══ Source passage ══
I’ve used PRONOM quite a bit, so I’m really looking forward to seeing the UGFR.

Rebecca Guenther (LC) then furnished a brief overview of the Preservation Metadata: Implementation Strategies (PREMIS) schema and recent PREMIS-related developments.

The PREMIS schema, which was completed in 2005, is meant to capture all of the information needed to make sure that digital information remains accessible, comprehensible, and intact over time. It is also meant to be practical: it is system/platform neutral, and each metadata element is rigorously defined, supported by detailed usage guidelines and recommendations, and (with very few exceptions) meant to be system-generated, not human-created.

I’m sort of fascinated by PREMIS and have drawn from it while working on the Persistent Digital Archives and Library System (PeDALS) project, but I haven’t really kept up with recent PREMIS developments. It was interesting to learn that the schema is now extensible: externally developed metadata (e.g., XML-based electronic signatures, format-specific metadata schemes, environment information, other rights schemas) can now be contained within PREMIS.

I was also happy to learn that the PREMIS development group is also working on incorporating controlled vocabularies for at least some of the metadata elements and that this work will be available via the Web. (Id.loc.gov)

The group is also working on a variety of other things, including:
  • Draft guidelines for using PREMIS with the Metadata Encoding and Transmission Standard (METS)
  • A tool that will convert PREMIS to METS and vice versa
  • An implementers registry www.loc.gov/premis/premis-registry.html
  • Development of a tool (most likely a self-assessment checklist) that will verify PREMIS implementers are using the schema correctly
  • A tool for extracting metadata and populating PREMIS XML schemas
Guenther also shared one tidbit of information that I found really interesting: although PREMIS allows metadata to be kept at the file, representation, and bitstream level, repositories may opt to maintain only file-level or file- and representation-level metadata. I hadn’t interpreted the schema in this manner, and someone else at the meeting was similarly surprised.
═══
══ Working data ══
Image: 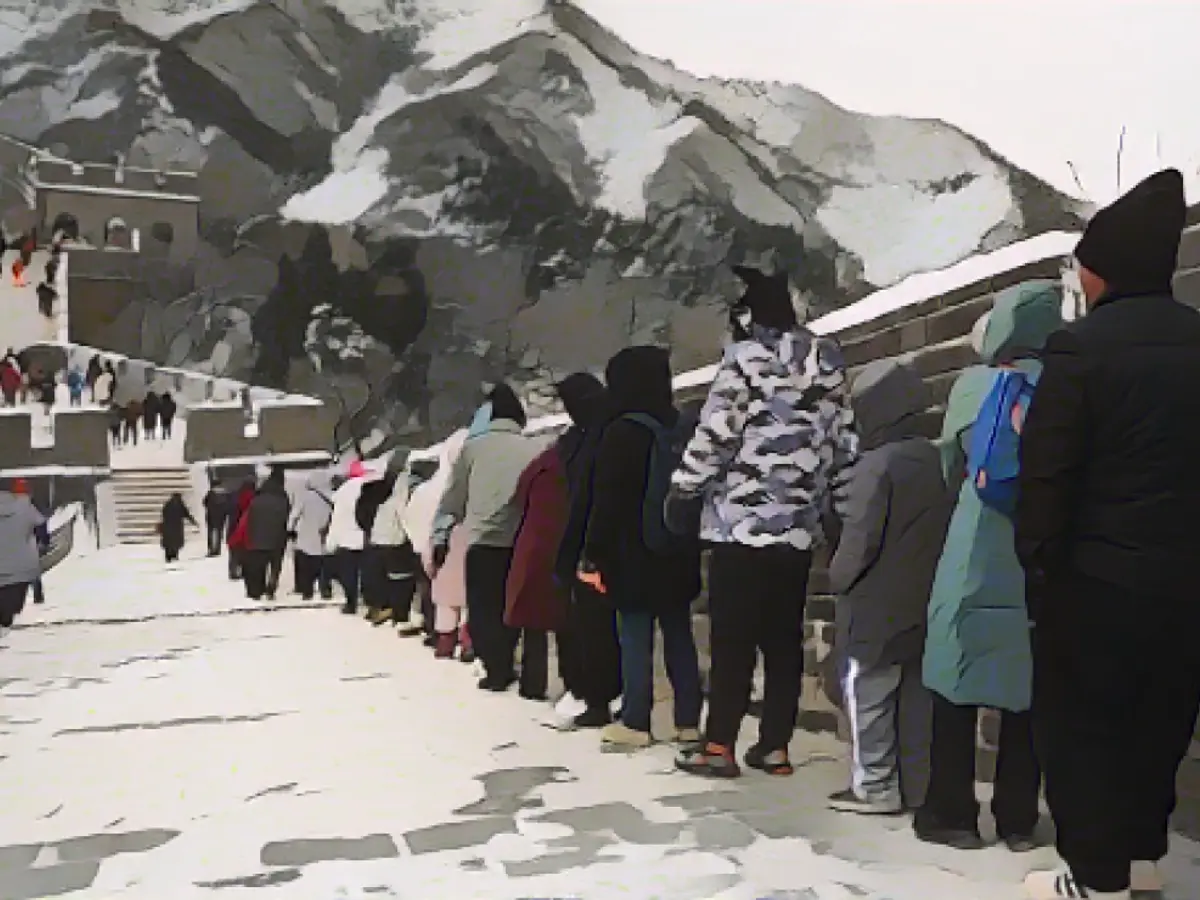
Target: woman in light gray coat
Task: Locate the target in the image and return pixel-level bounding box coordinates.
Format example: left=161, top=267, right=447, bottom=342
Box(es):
left=0, top=479, right=46, bottom=629
left=288, top=469, right=334, bottom=600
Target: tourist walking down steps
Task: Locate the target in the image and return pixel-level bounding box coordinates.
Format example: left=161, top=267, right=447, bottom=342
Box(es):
left=581, top=347, right=703, bottom=749
left=1016, top=169, right=1200, bottom=900
left=432, top=383, right=548, bottom=698
left=829, top=359, right=953, bottom=814
left=0, top=479, right=46, bottom=632
left=913, top=281, right=1062, bottom=851
left=672, top=266, right=857, bottom=778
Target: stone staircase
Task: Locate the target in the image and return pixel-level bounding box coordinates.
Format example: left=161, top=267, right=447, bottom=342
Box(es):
left=112, top=468, right=199, bottom=544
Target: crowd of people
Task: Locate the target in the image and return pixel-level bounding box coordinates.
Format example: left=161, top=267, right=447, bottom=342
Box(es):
left=7, top=170, right=1200, bottom=900
left=0, top=229, right=65, bottom=318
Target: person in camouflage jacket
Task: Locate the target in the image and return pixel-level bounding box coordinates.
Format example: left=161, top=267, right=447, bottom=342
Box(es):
left=667, top=268, right=858, bottom=775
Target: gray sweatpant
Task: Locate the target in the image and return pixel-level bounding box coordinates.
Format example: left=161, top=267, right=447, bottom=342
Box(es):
left=842, top=659, right=934, bottom=809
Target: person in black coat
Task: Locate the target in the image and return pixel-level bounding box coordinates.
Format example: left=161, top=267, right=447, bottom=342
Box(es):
left=583, top=347, right=702, bottom=748
left=204, top=474, right=234, bottom=557
left=241, top=469, right=292, bottom=600
left=1016, top=169, right=1200, bottom=898
left=158, top=392, right=179, bottom=440
left=158, top=493, right=196, bottom=563
left=556, top=372, right=620, bottom=728
left=142, top=391, right=162, bottom=440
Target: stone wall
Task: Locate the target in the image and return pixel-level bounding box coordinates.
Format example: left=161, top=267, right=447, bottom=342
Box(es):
left=0, top=409, right=109, bottom=470
left=184, top=403, right=338, bottom=463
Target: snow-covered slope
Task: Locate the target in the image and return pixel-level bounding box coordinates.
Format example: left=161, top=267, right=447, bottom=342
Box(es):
left=0, top=0, right=1080, bottom=444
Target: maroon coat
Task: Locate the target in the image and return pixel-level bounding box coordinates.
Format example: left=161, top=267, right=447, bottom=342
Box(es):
left=504, top=448, right=570, bottom=631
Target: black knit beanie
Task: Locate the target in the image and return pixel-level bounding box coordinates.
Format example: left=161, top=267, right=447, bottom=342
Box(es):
left=487, top=382, right=526, bottom=427
left=1075, top=169, right=1187, bottom=293
left=733, top=265, right=798, bottom=331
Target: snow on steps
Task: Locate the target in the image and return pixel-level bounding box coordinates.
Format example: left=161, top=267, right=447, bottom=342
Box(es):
left=112, top=468, right=196, bottom=544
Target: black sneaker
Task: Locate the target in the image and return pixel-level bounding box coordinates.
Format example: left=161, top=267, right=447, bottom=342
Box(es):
left=742, top=744, right=796, bottom=775
left=571, top=706, right=612, bottom=728
left=912, top=811, right=985, bottom=850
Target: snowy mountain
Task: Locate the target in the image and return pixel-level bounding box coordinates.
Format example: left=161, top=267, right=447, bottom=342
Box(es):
left=0, top=0, right=1080, bottom=448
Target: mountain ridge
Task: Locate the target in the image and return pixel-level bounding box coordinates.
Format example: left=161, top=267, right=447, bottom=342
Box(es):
left=0, top=0, right=1086, bottom=451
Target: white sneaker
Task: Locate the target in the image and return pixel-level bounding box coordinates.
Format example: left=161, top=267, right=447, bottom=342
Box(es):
left=1025, top=869, right=1133, bottom=900
left=1129, top=859, right=1163, bottom=894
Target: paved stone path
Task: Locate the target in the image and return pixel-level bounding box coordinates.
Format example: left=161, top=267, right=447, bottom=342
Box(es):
left=0, top=546, right=1200, bottom=900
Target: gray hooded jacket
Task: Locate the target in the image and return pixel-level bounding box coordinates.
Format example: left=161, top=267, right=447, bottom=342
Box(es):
left=0, top=491, right=46, bottom=588
left=829, top=360, right=953, bottom=668
left=288, top=470, right=334, bottom=557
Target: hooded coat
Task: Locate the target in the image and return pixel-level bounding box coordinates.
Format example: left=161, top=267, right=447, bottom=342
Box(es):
left=829, top=360, right=954, bottom=670
left=288, top=469, right=334, bottom=557
left=160, top=493, right=196, bottom=556
left=504, top=446, right=570, bottom=631
left=246, top=472, right=292, bottom=553
left=0, top=490, right=46, bottom=587
left=1016, top=170, right=1200, bottom=600
left=554, top=372, right=611, bottom=584
left=672, top=269, right=857, bottom=550
left=404, top=428, right=468, bottom=610
left=924, top=281, right=1062, bottom=713
left=583, top=347, right=700, bottom=611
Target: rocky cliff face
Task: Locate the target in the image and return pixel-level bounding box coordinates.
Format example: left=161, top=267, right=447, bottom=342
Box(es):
left=0, top=0, right=1079, bottom=448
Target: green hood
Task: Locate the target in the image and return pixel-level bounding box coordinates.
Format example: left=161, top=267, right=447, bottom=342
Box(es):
left=980, top=280, right=1063, bottom=366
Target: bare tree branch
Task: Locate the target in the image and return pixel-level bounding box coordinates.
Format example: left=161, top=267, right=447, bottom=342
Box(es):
left=1067, top=160, right=1087, bottom=197
left=1117, top=125, right=1126, bottom=193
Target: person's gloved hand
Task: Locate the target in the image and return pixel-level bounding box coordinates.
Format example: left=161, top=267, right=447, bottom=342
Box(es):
left=432, top=544, right=450, bottom=575
left=662, top=487, right=703, bottom=538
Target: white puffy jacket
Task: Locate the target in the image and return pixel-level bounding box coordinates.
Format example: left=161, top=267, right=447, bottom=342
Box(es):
left=325, top=478, right=368, bottom=553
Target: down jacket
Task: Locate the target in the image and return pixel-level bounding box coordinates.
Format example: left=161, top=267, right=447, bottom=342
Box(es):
left=672, top=324, right=857, bottom=550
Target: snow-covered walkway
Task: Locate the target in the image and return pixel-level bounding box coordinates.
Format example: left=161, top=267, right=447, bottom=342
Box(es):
left=0, top=542, right=1200, bottom=900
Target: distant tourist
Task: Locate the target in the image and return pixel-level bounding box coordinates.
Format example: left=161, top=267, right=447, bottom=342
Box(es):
left=1017, top=169, right=1200, bottom=900
left=121, top=400, right=142, bottom=446
left=67, top=366, right=85, bottom=407
left=204, top=473, right=232, bottom=557
left=108, top=403, right=125, bottom=446
left=0, top=479, right=46, bottom=629
left=37, top=281, right=59, bottom=319
left=158, top=493, right=196, bottom=563
left=85, top=353, right=104, bottom=393
left=142, top=391, right=162, bottom=440
left=288, top=469, right=334, bottom=600
left=89, top=360, right=116, bottom=407
left=0, top=350, right=20, bottom=407
left=239, top=469, right=292, bottom=600
left=158, top=391, right=179, bottom=440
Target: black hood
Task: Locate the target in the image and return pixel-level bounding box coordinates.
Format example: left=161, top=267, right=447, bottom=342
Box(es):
left=605, top=347, right=673, bottom=418
left=1075, top=169, right=1187, bottom=294
left=731, top=265, right=799, bottom=331
left=556, top=372, right=607, bottom=427
left=487, top=382, right=526, bottom=427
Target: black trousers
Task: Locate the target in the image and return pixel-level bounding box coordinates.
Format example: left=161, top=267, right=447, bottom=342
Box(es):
left=554, top=582, right=620, bottom=709
left=334, top=550, right=362, bottom=610
left=1033, top=572, right=1200, bottom=892
left=292, top=550, right=334, bottom=600
left=241, top=550, right=283, bottom=600
left=917, top=692, right=1042, bottom=838
left=466, top=545, right=520, bottom=682
left=0, top=583, right=29, bottom=628
left=704, top=544, right=812, bottom=752
left=204, top=518, right=226, bottom=557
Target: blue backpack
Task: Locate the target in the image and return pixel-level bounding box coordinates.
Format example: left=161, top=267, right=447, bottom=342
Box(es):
left=622, top=413, right=698, bottom=553
left=967, top=368, right=1037, bottom=518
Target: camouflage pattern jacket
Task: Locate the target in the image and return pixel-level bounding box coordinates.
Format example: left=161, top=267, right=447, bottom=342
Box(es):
left=672, top=325, right=858, bottom=550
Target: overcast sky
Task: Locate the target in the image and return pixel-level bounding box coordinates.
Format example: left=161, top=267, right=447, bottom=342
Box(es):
left=577, top=0, right=1200, bottom=202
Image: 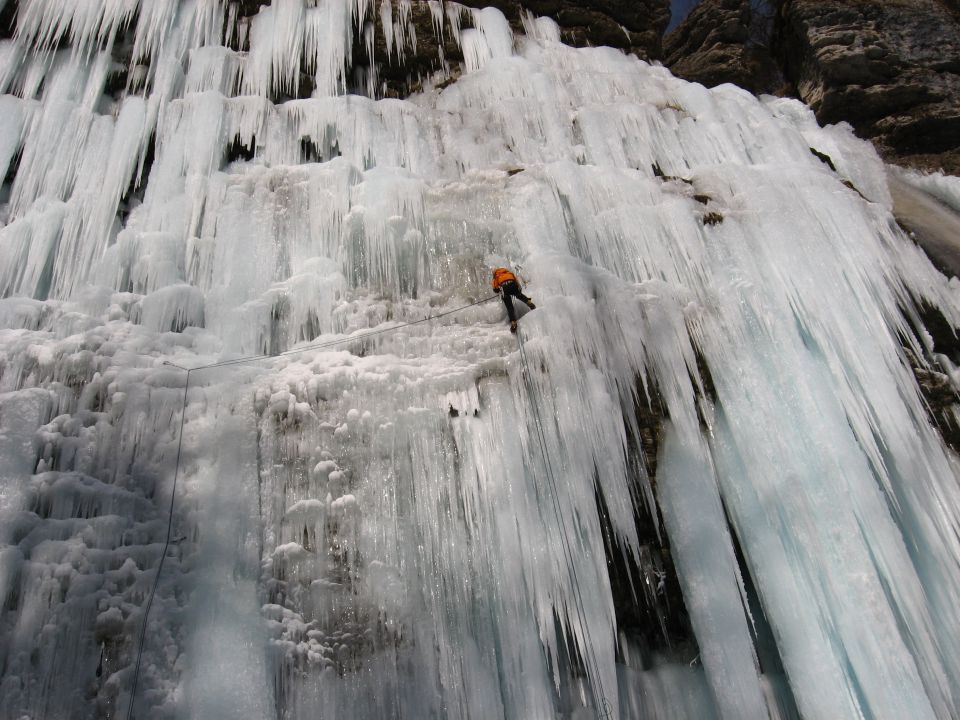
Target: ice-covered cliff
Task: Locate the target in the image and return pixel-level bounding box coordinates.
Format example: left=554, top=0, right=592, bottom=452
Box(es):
═══
Required tasks:
**1.** Edit the records from their first line through the line with "left=672, top=266, right=857, bottom=778", replacing "light gray" with "pale gray" and keeping everything else unchanged. Leave the pictures out of your answer.
**2.** Proceed with the passage on the PREMIS overview, picking up after its last sentence.

Set of answers:
**1.**
Image: 
Target: woman in pale gray coat
Task: Locate the target in the image and return pixel-level bounding box coordinates.
Format example: left=161, top=267, right=447, bottom=342
Box(es):
left=0, top=479, right=46, bottom=629
left=288, top=469, right=334, bottom=600
Target: tourist walking down steps
Task: Locate the target in the image and return pixel-level bounding box coordinates.
Format example: left=161, top=267, right=447, bottom=342
Box(es):
left=581, top=347, right=703, bottom=749
left=1016, top=169, right=1200, bottom=900
left=432, top=383, right=548, bottom=698
left=829, top=359, right=953, bottom=814
left=0, top=479, right=46, bottom=632
left=913, top=281, right=1062, bottom=851
left=672, top=266, right=857, bottom=778

**2.**
A quick update on the work of the Federal Digitization Standards Working Group followed. Carl Fleischauer (LC) explained that the group, which consists of an array of federal government agencies, is assembling objectives and use cases for various types of digitization efforts (e.g., production of still image master copies). To date, the group’s work has focused largely on still images, and it has put together a specification for TIFF header information and will look at the Extensible Metadata Platform (XMP) schema. In an effort to verify that scanning equipment faithfully reproduces original materials, it is also developing device and object targets and DICE, a software application (currently in beta form).

The group is also working on a specification for digitization of recorded sound and developing audio header standards. However, it is waiting for agencies to gain more experience before it tackles video.

The meeting ended with a detailed overview of LC’s plan to establish a group that will sustain NDIIPP's momentum. The program has just achieved permanent status in the federal budget, and all of the grant projects that it funded will end next year.

In an effort to sustain the partnerships developed during the grant-driven phase of NDIIPP’s existence, LC would like to create an organization that it is tentatively calling the National Digital Stewardship Alliance. Meg Williams of LC’s Office of Counsel outlined what the organization’s mission and governance might look like; before creating the final draft charter, LC will host a series of conference calls and develop an online mechanism that will enable the partners to provide input.

LC anticipates that this alliance, which is intended to be low-cost, flexible, and inclusive, will help to sustain existing partnerships and form new ones. In order to ensure that the organization remains viable, LC envisions that the organization will consist of LC itself, members, and associates:
  • Organizations willing to commit to making sustained contributions to digital preservation research would, at the invitation of LC, become full members of the alliance and would enjoy full voting rights. Member organizations would not have to agree to undertake specific actions or projects, but they would have to commit to remaining involved in the alliance over time.
  • Individuals and organizations that cannot commit to making ongoing, sustained contributions to digital preservation research but have an abiding interest in digital preservation, support the alliance’s mission, and are willing to share their expertise would, at LC’s invitation, become associates. Associates will not have voting status.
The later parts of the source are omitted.